## TÂCHES À RÉALISER
(A) D'après l'entretien sur le projet de loi de santé, dans quel pays Claude Le Pen affirme-t-il qu'il n'existe aucun tiers-payant ?
(B) Recopiez tout ce qui va de « Quelle est votre position » jusqu'à « est la règle. » dans l'entretien, sans rien modifier.

## EXTRAIT DU DOCUMENT
§ §

Projet de loi de santé : entretien de Claude Le Pen

Pour l’économiste de la santé, professeur à l’université Paris-Dauphine, le projet de loi de santé est une accumulation de mesures qui pouvaient se prendre par simples décrets et arrêtés. Un texte qu’il juge très en retrait des ambitions de la Stratégie Nationale de Santé.

Le Pen300378 – Quelle est votre analyse du projet de loi de santé ?

A l’heure actuelle, le projet est un peu à la dérive sans que l’on sache vraiment ce qu’il y aura dedans in fine, puisque des négociations sont en cours avec divers partenaires, dont l’issue est assez aléatoire. Ce que l’on peut dire du texte en l’état, c’est qu’il est assez fourre-tout, manquant de cohérence et d’ensemble et s’apparentant davantage à ce qu’on appelait un DMOS (Diverses Mesures d’Ordre Social).

Quelle est votre position à l’égard du tiers-payant généralisé qui fait l’unanimité contre lui chez les médecins ?

C. L P. Ses conséquences économiques et sociales sont exagérées d’un côté comme de l’autre : c’est une mesure qui n’est pas aussi sociale qu’il y paraît, ce n’est pas la médecine gratuite. Mais c’est une mesure hautement politique – pour  ne pas dire démagogique – et qui ne coûte rien : on fait du social à bon compte ! Il faut beaucoup relativiser son effet inflationniste qui n’a jamais été absolument démontré. Il n’existe aucun tiers-payant aux Etats-Unis où les dépenses de santé sont pourtant bien plus importantes que dans certains pays où la généralisation du tiers-payant est la règle.

§ §

## DONNÉES FOURNIES
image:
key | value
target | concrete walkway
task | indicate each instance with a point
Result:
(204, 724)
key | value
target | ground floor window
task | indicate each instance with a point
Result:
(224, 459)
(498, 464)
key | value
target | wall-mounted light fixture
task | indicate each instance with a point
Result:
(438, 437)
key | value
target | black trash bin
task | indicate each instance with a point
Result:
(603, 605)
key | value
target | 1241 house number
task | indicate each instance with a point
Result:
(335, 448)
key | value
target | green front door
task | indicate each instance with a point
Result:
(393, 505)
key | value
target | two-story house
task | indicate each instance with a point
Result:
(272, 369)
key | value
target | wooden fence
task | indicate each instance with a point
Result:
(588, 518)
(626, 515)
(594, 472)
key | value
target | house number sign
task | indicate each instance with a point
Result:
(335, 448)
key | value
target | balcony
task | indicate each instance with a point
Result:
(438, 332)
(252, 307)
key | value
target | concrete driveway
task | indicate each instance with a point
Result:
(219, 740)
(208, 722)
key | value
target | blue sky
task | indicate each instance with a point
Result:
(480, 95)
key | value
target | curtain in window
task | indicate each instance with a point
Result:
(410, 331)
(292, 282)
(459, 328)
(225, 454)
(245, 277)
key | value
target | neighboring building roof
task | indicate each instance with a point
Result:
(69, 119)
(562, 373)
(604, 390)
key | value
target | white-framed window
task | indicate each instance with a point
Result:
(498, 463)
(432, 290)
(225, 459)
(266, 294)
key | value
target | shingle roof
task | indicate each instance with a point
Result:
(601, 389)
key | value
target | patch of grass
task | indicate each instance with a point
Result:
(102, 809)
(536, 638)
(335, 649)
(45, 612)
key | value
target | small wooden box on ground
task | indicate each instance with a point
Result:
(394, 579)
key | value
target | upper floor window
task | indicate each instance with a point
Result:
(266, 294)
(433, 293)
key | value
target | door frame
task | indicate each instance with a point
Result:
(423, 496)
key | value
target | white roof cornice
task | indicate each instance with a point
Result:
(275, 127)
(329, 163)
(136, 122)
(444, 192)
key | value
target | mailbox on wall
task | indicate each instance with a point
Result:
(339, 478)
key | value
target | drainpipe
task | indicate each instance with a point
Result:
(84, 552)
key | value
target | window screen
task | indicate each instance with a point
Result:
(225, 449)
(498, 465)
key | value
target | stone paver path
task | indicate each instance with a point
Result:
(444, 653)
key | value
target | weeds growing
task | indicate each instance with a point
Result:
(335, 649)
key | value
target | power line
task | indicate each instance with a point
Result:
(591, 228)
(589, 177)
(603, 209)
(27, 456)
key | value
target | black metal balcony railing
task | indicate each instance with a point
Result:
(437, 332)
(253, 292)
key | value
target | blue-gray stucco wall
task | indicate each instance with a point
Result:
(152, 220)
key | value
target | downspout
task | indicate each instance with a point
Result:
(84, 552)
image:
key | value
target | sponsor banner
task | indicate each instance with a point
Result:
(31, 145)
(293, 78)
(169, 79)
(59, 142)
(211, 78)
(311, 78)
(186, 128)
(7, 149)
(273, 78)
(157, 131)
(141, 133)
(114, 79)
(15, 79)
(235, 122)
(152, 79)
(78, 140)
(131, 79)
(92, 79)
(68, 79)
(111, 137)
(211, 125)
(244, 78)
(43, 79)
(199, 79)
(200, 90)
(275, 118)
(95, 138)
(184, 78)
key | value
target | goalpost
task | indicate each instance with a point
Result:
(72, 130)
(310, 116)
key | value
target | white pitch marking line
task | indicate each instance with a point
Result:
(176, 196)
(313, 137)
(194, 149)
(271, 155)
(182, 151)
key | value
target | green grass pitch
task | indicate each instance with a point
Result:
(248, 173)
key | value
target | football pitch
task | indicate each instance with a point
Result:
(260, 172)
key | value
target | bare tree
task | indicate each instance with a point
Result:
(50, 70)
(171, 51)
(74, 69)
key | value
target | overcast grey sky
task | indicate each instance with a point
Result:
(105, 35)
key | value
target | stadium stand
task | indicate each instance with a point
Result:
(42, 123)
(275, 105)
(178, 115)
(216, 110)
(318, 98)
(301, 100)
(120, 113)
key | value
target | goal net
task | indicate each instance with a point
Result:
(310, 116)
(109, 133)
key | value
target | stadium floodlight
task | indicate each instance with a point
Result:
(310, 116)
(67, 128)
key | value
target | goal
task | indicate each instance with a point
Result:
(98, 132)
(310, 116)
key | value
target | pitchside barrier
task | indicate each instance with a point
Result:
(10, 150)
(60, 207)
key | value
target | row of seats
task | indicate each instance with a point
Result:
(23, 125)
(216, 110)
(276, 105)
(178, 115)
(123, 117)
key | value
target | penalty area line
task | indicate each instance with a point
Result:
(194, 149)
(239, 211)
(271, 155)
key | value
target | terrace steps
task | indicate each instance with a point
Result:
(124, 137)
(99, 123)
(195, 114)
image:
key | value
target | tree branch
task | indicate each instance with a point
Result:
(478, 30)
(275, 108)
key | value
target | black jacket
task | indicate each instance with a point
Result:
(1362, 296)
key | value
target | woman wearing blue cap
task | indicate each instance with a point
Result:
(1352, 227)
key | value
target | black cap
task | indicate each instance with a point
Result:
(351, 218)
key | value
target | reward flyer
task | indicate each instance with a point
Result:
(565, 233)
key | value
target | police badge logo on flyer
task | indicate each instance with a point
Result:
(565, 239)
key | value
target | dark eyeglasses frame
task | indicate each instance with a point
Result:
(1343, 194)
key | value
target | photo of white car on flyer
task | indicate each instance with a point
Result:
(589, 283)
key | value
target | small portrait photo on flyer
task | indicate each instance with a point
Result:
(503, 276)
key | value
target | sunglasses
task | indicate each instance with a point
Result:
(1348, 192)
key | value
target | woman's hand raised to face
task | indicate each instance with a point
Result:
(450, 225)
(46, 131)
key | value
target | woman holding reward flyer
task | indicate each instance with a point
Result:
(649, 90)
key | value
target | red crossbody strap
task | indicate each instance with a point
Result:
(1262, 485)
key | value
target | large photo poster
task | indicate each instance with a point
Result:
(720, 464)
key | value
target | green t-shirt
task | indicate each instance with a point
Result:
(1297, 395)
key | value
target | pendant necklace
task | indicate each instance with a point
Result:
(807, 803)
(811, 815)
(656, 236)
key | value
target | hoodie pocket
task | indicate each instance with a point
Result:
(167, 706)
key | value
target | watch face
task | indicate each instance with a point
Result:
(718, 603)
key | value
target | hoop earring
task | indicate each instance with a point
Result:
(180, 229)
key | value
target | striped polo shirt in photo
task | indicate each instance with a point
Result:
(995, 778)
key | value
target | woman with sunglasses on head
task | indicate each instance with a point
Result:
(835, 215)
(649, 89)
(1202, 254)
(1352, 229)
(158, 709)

§ §

## RÉPONSES AUX TÂCHES
(A) Aux Etats-Unis.

(B)
Quelle est votre position à l’égard du tiers-payant généralisé qui fait l’unanimité contre lui chez les médecins ?

C. L P. Ses conséquences économiques et sociales sont exagérées d’un côté comme de l’autre : c’est une mesure qui n’est pas aussi sociale qu’il y paraît, ce n’est pas la médecine gratuite. Mais c’est une mesure hautement politique – pour  ne pas dire démagogique – et qui ne coûte rien : on fait du social à bon compte ! Il faut beaucoup relativiser son effet inflationniste qui n’a jamais été absolument démontré. Il n’existe aucun tiers-payant aux Etats-Unis où les dépenses de santé sont pourtant bien plus importantes que dans certains pays où la généralisation du tiers-payant est la règle.